> To be done
Copy exactly, and only, the lines from the line containing "of the brown" through the last line of the records below, both included.

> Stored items
···

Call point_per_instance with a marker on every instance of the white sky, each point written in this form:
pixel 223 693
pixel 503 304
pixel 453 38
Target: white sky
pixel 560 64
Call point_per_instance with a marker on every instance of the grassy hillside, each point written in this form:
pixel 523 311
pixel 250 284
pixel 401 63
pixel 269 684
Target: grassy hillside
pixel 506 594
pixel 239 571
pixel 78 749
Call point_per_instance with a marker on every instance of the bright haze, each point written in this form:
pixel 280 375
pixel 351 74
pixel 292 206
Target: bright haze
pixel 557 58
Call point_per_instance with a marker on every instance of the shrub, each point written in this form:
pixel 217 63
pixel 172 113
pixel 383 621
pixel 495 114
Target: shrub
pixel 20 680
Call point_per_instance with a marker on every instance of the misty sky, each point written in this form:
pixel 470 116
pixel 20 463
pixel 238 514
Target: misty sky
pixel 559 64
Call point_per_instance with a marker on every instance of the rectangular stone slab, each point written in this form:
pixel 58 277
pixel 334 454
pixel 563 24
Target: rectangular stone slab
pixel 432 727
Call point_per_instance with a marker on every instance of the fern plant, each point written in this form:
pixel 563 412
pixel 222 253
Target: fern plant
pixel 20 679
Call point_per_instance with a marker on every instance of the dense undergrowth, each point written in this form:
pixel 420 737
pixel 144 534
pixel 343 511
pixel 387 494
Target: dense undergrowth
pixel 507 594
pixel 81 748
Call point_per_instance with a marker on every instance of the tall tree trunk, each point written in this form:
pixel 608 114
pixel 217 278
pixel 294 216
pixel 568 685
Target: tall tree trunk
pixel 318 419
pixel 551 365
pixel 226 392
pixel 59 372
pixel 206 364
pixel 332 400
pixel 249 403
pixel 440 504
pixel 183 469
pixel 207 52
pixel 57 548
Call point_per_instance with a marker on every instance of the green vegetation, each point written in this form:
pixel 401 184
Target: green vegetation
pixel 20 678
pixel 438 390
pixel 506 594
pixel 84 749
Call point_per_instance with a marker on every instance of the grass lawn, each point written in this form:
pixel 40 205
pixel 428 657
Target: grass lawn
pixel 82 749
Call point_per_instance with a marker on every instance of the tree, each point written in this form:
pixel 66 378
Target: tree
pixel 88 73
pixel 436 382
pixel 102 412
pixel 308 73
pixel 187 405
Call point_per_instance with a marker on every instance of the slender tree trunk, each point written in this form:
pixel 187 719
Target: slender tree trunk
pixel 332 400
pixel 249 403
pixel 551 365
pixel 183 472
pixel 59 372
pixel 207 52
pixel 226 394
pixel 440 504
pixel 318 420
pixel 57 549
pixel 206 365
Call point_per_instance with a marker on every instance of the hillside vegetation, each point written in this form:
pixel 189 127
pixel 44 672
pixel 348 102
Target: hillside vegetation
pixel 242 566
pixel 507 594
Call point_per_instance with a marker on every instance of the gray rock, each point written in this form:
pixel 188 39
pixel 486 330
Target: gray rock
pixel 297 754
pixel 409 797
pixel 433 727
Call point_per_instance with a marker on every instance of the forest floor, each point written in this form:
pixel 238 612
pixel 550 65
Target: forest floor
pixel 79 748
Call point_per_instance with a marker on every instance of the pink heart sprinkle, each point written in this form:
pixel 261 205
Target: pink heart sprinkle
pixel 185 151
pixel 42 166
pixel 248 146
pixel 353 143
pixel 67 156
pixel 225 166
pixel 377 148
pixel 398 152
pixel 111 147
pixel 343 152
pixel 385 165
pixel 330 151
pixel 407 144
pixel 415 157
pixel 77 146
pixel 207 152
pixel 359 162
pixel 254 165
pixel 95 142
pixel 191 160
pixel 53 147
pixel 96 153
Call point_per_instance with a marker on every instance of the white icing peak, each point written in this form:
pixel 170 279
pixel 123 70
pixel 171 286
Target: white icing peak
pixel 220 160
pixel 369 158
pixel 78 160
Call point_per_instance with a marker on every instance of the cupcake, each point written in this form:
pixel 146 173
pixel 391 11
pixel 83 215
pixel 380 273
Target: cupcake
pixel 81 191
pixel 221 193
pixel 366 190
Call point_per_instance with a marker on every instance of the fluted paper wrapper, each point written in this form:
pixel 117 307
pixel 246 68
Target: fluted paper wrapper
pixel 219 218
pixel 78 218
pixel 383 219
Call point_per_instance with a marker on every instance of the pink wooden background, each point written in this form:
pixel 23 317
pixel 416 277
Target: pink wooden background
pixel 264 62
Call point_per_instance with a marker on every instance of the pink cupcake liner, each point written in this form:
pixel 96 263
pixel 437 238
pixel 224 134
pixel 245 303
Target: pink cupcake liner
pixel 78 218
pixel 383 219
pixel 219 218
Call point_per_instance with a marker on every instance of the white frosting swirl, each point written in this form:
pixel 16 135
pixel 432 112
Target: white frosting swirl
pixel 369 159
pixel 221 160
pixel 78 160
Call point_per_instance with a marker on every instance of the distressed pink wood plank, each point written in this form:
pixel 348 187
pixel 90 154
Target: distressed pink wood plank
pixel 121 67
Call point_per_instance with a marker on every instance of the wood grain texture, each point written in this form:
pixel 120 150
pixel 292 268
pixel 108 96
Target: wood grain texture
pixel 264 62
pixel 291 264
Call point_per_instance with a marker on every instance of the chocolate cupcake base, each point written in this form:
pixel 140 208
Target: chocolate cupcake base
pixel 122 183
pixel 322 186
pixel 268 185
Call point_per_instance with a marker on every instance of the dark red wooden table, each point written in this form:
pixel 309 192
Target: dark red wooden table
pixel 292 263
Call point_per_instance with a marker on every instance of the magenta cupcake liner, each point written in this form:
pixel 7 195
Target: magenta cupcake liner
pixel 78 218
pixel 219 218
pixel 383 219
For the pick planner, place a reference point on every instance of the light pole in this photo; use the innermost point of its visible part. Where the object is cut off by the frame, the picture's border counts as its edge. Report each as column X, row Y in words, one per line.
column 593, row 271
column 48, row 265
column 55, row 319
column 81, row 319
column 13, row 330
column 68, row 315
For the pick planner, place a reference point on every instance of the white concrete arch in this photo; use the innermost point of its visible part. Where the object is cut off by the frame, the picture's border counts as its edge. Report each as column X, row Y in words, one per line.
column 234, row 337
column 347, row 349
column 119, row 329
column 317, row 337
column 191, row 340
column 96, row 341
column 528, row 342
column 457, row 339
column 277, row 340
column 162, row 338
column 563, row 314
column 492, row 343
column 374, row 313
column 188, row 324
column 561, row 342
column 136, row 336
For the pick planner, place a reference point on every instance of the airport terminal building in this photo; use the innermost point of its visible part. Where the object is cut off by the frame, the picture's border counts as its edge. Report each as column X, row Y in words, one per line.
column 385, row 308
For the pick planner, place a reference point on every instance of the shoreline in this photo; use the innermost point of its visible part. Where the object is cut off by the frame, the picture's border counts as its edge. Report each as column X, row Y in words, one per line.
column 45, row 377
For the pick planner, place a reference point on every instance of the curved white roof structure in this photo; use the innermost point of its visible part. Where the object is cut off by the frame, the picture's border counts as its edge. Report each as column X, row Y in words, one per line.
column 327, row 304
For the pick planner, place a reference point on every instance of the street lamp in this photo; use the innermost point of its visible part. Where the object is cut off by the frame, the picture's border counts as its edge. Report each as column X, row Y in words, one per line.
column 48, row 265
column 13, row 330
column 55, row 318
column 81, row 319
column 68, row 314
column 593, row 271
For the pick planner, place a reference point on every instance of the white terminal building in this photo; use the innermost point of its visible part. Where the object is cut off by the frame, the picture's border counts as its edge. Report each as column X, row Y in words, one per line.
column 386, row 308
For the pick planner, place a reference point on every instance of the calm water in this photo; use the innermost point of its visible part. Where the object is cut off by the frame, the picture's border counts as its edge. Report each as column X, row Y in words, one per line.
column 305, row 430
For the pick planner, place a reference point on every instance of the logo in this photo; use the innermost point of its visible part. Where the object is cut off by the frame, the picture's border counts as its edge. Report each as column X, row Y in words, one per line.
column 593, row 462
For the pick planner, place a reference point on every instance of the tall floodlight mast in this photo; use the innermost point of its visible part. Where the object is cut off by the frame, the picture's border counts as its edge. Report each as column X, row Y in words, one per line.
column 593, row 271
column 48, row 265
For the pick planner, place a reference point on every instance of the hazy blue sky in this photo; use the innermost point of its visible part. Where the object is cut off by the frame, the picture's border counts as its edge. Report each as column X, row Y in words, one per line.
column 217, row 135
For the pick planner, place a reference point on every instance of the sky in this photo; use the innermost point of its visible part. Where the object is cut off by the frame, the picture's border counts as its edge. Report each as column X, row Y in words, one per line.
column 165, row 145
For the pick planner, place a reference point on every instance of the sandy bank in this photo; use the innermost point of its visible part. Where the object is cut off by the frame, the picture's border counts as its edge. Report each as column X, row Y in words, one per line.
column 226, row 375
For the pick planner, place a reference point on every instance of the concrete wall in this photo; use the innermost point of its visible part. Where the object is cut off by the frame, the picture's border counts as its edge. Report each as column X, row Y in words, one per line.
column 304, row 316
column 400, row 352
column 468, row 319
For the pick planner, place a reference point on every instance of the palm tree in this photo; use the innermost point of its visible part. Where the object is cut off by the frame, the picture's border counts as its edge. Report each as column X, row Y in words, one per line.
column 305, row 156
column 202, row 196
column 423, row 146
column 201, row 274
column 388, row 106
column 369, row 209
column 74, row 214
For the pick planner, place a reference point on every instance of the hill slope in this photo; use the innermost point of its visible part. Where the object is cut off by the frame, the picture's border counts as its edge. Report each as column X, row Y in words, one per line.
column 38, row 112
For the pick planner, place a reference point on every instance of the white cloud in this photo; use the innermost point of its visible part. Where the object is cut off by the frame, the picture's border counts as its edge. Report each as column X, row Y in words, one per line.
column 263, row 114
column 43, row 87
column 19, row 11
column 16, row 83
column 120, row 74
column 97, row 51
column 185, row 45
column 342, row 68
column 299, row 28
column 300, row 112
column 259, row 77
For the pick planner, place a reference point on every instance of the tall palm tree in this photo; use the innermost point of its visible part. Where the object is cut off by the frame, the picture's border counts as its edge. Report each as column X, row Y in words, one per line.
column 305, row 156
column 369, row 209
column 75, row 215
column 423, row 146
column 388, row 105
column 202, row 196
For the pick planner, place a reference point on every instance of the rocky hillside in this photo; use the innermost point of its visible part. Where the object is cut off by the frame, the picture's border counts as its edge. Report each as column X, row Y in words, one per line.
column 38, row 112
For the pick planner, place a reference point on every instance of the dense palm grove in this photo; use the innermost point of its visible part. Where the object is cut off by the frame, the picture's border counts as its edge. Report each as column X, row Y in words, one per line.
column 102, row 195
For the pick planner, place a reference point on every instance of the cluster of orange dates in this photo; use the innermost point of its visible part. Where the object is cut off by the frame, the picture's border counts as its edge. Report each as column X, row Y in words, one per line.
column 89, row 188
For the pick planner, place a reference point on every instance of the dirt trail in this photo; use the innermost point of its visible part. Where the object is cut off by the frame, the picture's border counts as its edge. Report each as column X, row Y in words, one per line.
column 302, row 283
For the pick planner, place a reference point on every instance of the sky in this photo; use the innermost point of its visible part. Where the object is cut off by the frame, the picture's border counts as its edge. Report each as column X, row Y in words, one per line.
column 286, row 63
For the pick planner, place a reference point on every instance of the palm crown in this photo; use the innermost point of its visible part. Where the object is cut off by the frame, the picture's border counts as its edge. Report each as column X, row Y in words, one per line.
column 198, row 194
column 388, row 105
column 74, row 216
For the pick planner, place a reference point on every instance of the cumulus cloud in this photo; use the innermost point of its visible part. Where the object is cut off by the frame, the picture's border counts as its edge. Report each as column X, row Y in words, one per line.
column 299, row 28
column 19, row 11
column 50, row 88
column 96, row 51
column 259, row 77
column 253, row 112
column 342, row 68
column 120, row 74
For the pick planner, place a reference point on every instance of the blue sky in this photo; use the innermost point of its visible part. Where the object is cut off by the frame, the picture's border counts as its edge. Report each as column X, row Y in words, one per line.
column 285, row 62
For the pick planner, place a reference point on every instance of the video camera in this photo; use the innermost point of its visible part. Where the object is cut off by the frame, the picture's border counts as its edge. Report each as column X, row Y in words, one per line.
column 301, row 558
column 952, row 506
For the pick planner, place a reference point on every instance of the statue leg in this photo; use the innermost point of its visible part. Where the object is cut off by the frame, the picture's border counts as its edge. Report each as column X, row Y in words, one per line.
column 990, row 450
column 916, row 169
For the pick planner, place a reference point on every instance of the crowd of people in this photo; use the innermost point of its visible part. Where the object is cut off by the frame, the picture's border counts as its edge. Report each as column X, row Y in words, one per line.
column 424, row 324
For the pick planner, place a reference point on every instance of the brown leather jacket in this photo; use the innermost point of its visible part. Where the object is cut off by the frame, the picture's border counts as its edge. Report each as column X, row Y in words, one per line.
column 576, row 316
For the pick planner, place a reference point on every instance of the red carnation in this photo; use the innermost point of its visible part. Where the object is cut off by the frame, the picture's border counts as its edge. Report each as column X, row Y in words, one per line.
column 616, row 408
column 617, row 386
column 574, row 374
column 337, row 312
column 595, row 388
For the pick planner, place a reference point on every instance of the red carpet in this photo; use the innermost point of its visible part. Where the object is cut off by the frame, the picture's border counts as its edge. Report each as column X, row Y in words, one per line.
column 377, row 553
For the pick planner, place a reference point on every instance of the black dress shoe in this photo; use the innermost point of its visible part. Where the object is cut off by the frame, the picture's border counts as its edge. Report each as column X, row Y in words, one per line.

···

> The completed task
For the pick planner, place a reference point on every instance of the brown leather jacket in this photo; use the innermost point of its visible part. Where the object is cut off by the frame, the picture's border counts as its edge. Report each as column X, row Y in words, one per line.
column 576, row 316
For the pick planner, place a reference point on every instance of the red carnation in this photo; use the innermost point of its visible part. Where the object is cut off by the frame, the picture's border counts as its edge. Report each as column X, row Y in words, one per line.
column 616, row 408
column 617, row 386
column 574, row 374
column 337, row 312
column 595, row 388
For the pick planner, place a reference point on every instance of the red carpet in this photo; use the innermost point of its visible part. Where the object is cut off by the frame, the picture's border counts as its edge. Report each as column X, row Y in words, one per line.
column 377, row 553
For the pick planner, place a reference point on every instance of the black dress shoe in this photo; use the innermost point of its visible part. Where the object is cut off by the frame, the picture's border counts as its edge. Report each as column X, row Y in words, one per line.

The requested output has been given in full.